(Input data begins)

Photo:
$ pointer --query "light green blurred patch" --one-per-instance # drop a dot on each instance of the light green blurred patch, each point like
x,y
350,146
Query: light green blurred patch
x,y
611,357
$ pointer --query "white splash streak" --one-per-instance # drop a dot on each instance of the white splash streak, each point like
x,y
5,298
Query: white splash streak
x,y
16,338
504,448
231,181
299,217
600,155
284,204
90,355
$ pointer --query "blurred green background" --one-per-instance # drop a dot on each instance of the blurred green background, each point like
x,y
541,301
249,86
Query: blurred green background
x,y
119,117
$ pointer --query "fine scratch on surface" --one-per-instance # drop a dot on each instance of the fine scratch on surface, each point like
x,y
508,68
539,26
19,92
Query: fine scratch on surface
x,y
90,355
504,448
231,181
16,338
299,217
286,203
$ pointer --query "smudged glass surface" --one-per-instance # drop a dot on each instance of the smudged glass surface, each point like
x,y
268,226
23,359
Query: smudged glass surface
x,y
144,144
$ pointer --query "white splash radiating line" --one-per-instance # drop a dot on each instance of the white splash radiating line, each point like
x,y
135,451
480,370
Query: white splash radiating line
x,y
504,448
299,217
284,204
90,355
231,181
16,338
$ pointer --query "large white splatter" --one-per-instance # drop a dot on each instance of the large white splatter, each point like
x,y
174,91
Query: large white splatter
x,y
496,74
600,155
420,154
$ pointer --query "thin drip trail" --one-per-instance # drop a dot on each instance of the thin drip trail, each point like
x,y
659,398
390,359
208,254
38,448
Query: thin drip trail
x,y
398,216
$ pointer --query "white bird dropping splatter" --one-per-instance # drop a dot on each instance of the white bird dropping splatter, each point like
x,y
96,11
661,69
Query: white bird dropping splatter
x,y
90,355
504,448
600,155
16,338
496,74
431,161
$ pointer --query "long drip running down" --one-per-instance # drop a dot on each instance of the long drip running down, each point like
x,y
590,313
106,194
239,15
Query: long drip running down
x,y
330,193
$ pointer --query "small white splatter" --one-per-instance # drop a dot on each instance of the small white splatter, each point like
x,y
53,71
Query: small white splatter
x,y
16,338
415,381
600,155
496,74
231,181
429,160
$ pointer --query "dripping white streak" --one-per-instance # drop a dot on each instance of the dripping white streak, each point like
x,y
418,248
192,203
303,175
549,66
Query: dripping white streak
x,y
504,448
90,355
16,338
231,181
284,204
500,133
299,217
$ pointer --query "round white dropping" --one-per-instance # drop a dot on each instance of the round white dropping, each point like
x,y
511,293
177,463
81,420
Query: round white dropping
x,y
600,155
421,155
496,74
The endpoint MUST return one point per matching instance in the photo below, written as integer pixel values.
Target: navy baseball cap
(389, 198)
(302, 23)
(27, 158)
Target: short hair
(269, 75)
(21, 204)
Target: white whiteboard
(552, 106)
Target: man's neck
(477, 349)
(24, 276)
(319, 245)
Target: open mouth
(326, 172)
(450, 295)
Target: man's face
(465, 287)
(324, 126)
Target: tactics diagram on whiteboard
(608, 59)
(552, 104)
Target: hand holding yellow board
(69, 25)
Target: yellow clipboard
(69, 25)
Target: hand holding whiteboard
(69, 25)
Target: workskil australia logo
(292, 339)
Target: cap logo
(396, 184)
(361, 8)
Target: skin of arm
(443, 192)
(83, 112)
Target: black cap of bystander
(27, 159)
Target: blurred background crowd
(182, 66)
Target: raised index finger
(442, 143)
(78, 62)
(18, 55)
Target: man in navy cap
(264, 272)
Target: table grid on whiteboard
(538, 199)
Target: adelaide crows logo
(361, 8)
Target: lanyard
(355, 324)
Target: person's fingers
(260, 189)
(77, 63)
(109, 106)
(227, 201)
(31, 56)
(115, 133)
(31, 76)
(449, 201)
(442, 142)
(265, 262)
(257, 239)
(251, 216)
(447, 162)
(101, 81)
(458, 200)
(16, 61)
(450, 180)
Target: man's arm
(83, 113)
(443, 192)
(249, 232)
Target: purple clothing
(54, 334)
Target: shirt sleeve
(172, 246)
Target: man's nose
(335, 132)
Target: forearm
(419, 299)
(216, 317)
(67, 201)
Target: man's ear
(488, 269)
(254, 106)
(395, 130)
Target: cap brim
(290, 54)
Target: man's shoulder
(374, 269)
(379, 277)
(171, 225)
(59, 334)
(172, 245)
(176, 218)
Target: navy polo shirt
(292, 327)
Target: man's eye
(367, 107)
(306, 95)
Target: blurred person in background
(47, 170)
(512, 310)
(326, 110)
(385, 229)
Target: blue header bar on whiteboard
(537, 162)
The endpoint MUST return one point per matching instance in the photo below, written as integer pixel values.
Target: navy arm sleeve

(Input data ends)

* [The problem]: Provide a verbatim copy of all the entries.

* [Result of the exercise]:
Photo:
$ pointer --query "light green blurred patch" --one-per-instance # drop a dot on each instance of the light green blurred patch, each point like
x,y
350,146
Query: light green blurred patch
x,y
611,357
$ pointer --query "white splash streak" --one-per-instance # drop a dot on each instance of the white splash streak, each point like
x,y
5,298
Query: white splash streak
x,y
16,338
504,448
231,181
299,217
600,155
284,204
90,355
$ pointer --query "blurred green background" --one-per-instance # drop a dot on each instance of the blurred green background, each point like
x,y
541,301
249,86
Query: blurred green background
x,y
119,117
$ pointer --query "fine scratch on surface" --one-per-instance # drop a dot on each instance of the fine scratch on surface, each point like
x,y
508,68
539,26
19,92
Query: fine scratch on surface
x,y
90,355
504,448
231,181
16,338
299,217
286,203
$ pointer --query "smudged glass surface" --one-per-instance # drop a dot on each instance of the smudged glass surface, each point like
x,y
268,226
23,359
Query: smudged glass surface
x,y
144,144
$ pointer --query "white splash radiating line" --one-per-instance # drop a dot on each instance of the white splash radiating line, each point like
x,y
135,451
480,370
Query: white splash radiating line
x,y
504,448
299,217
284,204
90,355
231,181
16,338
$ pointer --query "large white splatter" --one-per-instance # drop a dot on each instance of the large white splatter, each point like
x,y
174,91
Query: large white splatter
x,y
496,74
600,155
420,154
$ pointer --query "thin drip trail" --one-per-instance # drop a dot on each instance of the thin drip trail, each point like
x,y
659,398
390,359
208,254
38,448
Query: thin drip trail
x,y
398,216
$ pointer --query "white bird dropping splatter" --one-per-instance # drop a dot on each instance of the white bird dropping splatter, each point like
x,y
96,11
661,69
Query: white bird dropping splatter
x,y
90,355
504,448
600,155
16,338
496,74
431,161
$ pointer --query "long drip running down" --one-per-instance # drop a dot on each instance of the long drip running down, each point like
x,y
590,313
106,194
239,15
Query: long drip running down
x,y
330,193
$ pointer --query "small white splatter" --one-per-instance # drop a dot on each instance of the small white splatter, each point like
x,y
53,71
Query: small white splatter
x,y
16,338
415,381
600,155
496,74
231,181
429,160
$ pointer --query "dripping white streak" --one-per-instance # drop a dot on each instance of the dripping white streak, each point like
x,y
418,248
192,203
303,175
549,66
Query: dripping white streak
x,y
504,448
90,355
16,338
231,181
284,204
500,133
299,217
$ pointer --query "round white dropping" --one-per-instance # drop a dot on each instance of the round white dropping, each point like
x,y
511,293
177,463
81,420
Query: round white dropping
x,y
600,155
421,155
496,74
The endpoint MUST return one point per matching instance in the photo below, written as integer pixel values.
Target: navy baseball cap
(389, 198)
(302, 23)
(27, 158)
Target: short hair
(269, 75)
(21, 204)
Target: white whiteboard
(552, 106)
Target: man's neck
(477, 349)
(24, 276)
(319, 245)
Target: open mouth
(326, 172)
(450, 295)
Target: man's face
(465, 287)
(324, 126)
Target: tactics diagram on whiteboard
(608, 59)
(552, 104)
Target: hand holding yellow board
(69, 25)
Target: yellow clipboard
(69, 25)
Target: hand holding whiteboard
(69, 25)
Target: workskil australia logo
(292, 339)
Target: cap logo
(396, 184)
(361, 8)
Target: skin of arm
(443, 192)
(83, 112)
Target: black cap of bystander
(27, 159)
Target: blurred background crowd
(182, 66)
Target: raised index finger
(442, 143)
(78, 62)
(18, 55)
Target: man in navy cap
(264, 272)
Target: table grid on whiteboard
(538, 199)
Target: adelaide crows logo
(361, 8)
Target: lanyard
(355, 324)
Target: person's fingers
(260, 189)
(77, 63)
(109, 106)
(227, 201)
(31, 56)
(115, 133)
(31, 76)
(449, 201)
(442, 142)
(265, 262)
(257, 239)
(251, 216)
(447, 162)
(101, 81)
(458, 200)
(16, 61)
(450, 180)
Target: man's arm
(83, 113)
(443, 192)
(249, 232)
Target: purple clothing
(54, 334)
Target: shirt sleeve
(172, 246)
Target: man's nose
(335, 132)
Target: forearm
(419, 299)
(216, 317)
(67, 201)
Target: man's ear
(488, 269)
(254, 106)
(395, 130)
Target: cap brim
(290, 54)
Target: man's shoulder
(374, 269)
(379, 277)
(171, 225)
(59, 334)
(172, 245)
(176, 218)
Target: navy polo shirt
(292, 327)
Target: man's eye
(367, 107)
(306, 95)
Target: blurred person in background
(47, 170)
(512, 310)
(326, 110)
(385, 229)
Target: blue header bar on whiteboard
(537, 162)
The endpoint MUST return one point per matching instance in the photo below, written as integer pixel values.
Target: navy arm sleeve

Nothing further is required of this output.